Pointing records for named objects
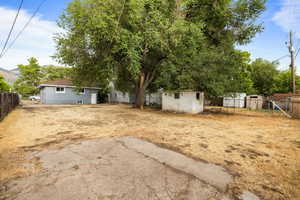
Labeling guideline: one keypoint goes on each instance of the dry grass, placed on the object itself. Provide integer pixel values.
(259, 150)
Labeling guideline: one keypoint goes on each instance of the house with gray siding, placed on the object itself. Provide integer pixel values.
(64, 92)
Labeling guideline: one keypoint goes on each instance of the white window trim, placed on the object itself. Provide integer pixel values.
(82, 102)
(60, 92)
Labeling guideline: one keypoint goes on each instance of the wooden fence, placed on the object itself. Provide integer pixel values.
(8, 101)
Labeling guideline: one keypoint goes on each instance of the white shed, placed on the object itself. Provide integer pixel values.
(183, 101)
(236, 100)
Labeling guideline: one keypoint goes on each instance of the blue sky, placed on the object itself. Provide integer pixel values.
(279, 18)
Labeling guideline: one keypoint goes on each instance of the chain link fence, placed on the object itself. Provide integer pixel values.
(289, 107)
(8, 101)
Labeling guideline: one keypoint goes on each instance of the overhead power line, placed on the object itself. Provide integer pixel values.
(12, 28)
(25, 26)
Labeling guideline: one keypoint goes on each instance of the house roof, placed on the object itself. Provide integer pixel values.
(64, 83)
(59, 82)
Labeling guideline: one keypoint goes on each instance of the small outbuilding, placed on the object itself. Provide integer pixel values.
(254, 102)
(236, 100)
(64, 92)
(183, 101)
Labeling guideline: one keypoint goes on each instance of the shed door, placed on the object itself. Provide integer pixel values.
(94, 99)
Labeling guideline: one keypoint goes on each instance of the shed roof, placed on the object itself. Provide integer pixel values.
(63, 82)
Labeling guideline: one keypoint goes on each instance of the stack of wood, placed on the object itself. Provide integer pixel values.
(295, 107)
(8, 101)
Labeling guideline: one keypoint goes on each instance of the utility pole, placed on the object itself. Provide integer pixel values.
(292, 66)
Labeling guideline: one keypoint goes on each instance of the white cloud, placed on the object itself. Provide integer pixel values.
(288, 17)
(36, 40)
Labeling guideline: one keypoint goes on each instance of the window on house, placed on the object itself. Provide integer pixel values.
(82, 91)
(60, 90)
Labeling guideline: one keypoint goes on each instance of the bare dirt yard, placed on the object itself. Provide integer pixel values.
(262, 152)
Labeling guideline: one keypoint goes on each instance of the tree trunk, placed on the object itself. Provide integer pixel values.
(140, 92)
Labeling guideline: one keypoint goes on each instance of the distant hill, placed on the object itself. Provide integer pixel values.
(10, 76)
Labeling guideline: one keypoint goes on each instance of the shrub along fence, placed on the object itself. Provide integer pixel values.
(8, 101)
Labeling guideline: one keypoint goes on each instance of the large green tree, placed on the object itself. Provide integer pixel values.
(130, 41)
(140, 43)
(4, 87)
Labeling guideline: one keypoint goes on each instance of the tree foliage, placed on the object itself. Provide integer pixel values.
(4, 87)
(149, 44)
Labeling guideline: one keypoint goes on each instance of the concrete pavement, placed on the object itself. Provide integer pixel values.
(124, 168)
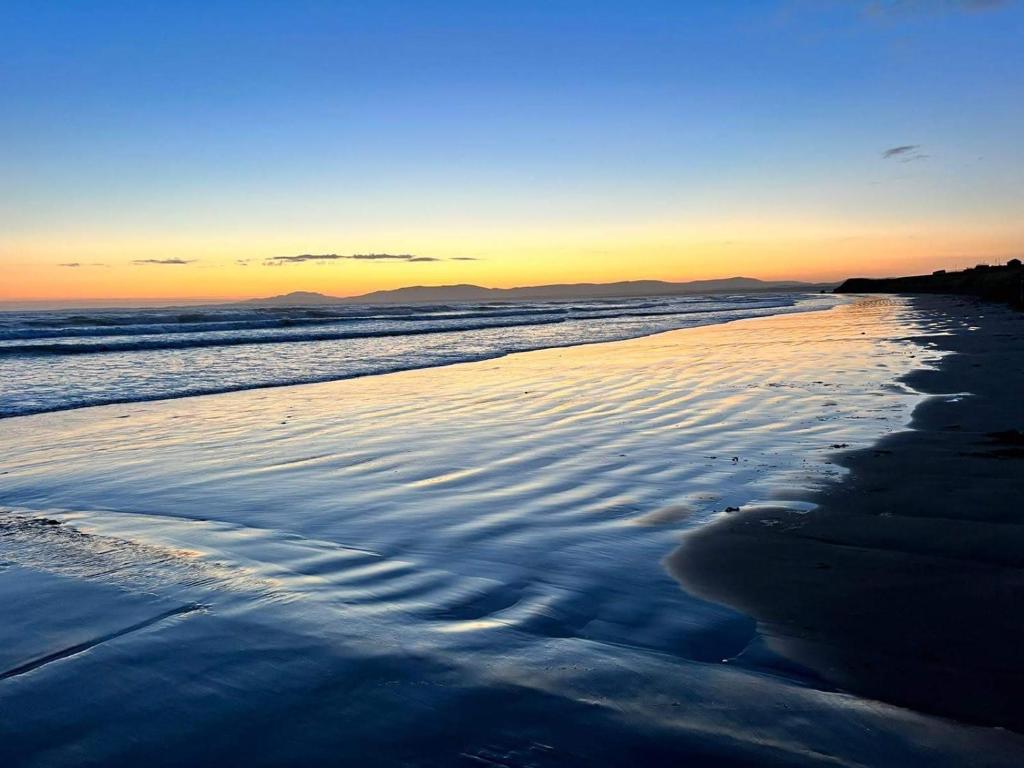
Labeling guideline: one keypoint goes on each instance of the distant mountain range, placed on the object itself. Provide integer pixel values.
(465, 292)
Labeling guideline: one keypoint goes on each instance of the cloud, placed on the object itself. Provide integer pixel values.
(884, 7)
(391, 257)
(904, 153)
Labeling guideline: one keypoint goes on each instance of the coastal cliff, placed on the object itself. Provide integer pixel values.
(1005, 283)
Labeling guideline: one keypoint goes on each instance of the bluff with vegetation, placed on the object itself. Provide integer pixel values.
(1004, 283)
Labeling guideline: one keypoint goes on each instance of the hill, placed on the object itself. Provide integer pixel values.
(1004, 284)
(466, 292)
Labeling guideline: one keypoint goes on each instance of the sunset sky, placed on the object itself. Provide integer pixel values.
(156, 150)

• **Problem requirements**: Rewrite every line of the material starting at the line that contains "the distant mountain" and ending at its last line. Add 89 to each pixel coordinate in the answer points.

• **Exercise output**:
Labeling guideline: one keypoint goes on each instance of the distant mountain range, placed on the object itself. Provide integer pixel values.
(554, 381)
Labeling guideline: one keypoint goes on each instance of the cloud, placed on the object itself. Provide integer pixel values.
(973, 96)
(480, 346)
(993, 242)
Labeling guideline: one keypoint goes on each instance of the coastal cliff, placed on the object itself. Provide integer pixel values.
(1094, 372)
Labeling guideline: one keypoint goes on each instance of the bluff with vegetation, placed on the object itself. Provide integer pixel values.
(1093, 372)
Labeling guideline: one keypoint goes on each instance of the hill, placed on the object itself. Provide integer pixel values.
(1093, 373)
(555, 381)
Labeling guideline: one keypoint goes on each instance of the sunset sky, placed on the object itself. Provide integer pixel values.
(245, 239)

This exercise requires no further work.